▶ Excerpt to read
◆ ◆ ◆ ◆ ◆
I have the following data in a file:
11/01/04
252.37
286.42
34.05

11/02/04
268.19
307.22
39.03

11/03/04
300.27
314.35
14.08

I need the data to look like this:

11/01/04 11/02/04 11/03/04
252.37 268.19 300.27
286.42 307.22 314.35
34.05 39.03 14.08


The file grows daily by 4 entries.
Any help is appreciated!

Thanks,

-Joe
 
Code:
BEGIN { RS = "" }

4==NF {
  for (i=1; i<5; i++)
    a[i] = a[i] sprintf( "%9s", $i)
}

END {
  for (i=1; i<5; i++)
    print a[i]
}
 
A starting point:
awk '{a[NR%5]=a[NR%5]" "$0}END{for(i=1;i<5;++i)print substr(a,2)}' /path/to/input

Hope This Helps, PH.
◆ ◆ ◆ ◆ ◆
In the forum thread, how many entries does the file gain each day? The listing comes from a different source than the forum thread above.

Some records
◆ ◆ ◆ ◆ ◆
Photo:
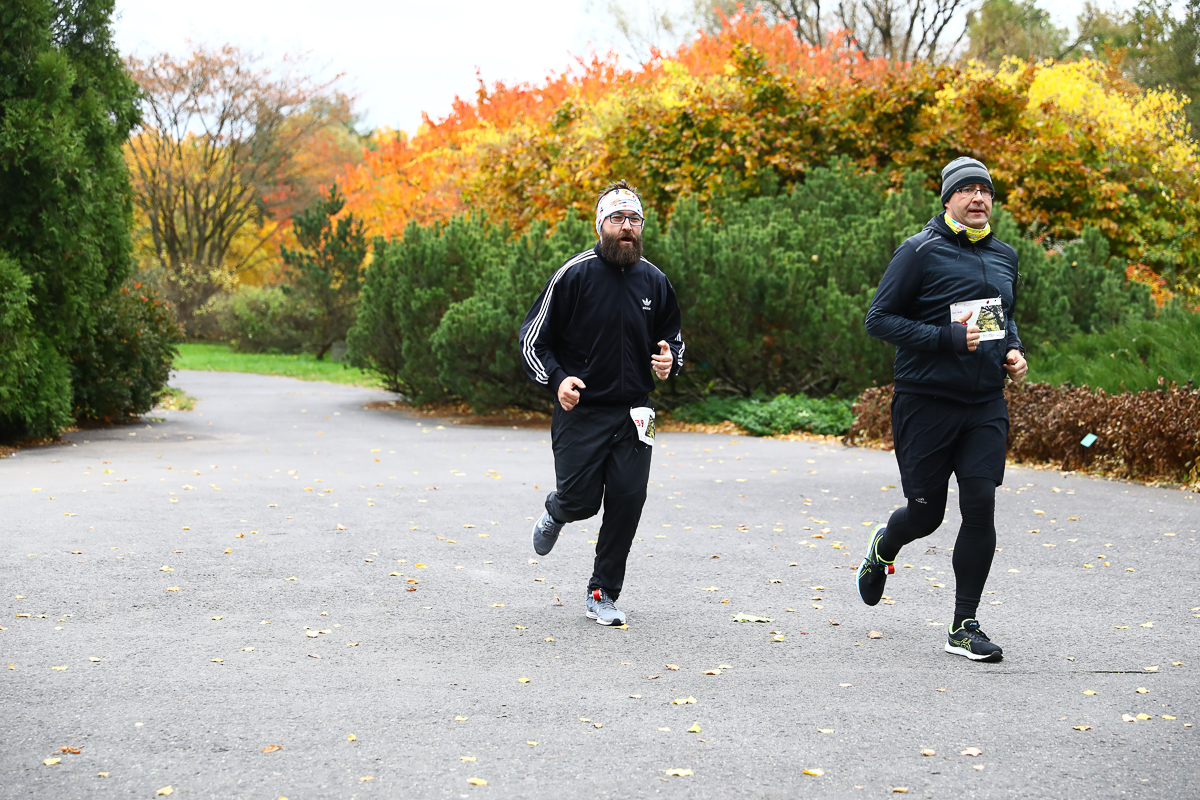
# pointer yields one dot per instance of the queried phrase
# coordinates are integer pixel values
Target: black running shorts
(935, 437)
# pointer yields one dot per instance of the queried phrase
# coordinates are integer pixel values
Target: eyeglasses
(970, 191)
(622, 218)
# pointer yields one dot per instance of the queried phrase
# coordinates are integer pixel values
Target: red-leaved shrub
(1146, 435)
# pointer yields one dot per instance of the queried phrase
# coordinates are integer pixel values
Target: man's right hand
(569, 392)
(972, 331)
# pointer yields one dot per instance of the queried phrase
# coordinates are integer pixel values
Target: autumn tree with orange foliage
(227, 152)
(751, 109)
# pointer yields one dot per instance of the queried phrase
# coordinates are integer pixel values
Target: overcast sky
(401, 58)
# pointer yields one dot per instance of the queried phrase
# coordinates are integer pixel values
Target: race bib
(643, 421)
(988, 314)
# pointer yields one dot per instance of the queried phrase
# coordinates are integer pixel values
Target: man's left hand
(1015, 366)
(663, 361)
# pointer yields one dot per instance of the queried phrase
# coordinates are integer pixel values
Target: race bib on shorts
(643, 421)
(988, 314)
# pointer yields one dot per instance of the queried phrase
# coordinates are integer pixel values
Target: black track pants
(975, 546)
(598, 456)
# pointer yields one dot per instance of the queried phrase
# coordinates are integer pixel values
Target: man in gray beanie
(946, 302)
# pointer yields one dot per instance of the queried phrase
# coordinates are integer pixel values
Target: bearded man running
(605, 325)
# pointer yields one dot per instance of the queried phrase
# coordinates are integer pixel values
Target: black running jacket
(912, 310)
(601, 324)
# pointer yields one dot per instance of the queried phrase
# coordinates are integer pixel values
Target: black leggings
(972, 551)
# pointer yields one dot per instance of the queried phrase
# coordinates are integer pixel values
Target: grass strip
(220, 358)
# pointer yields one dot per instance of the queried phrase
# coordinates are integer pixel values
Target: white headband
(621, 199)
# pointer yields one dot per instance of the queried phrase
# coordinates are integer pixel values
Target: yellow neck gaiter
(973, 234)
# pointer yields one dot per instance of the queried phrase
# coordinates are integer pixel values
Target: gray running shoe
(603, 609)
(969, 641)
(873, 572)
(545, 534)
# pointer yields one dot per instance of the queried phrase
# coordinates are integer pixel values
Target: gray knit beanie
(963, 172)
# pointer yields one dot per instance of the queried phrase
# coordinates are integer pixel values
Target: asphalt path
◆ ◆ ◆ ◆ ◆
▶ Written reply
4 entries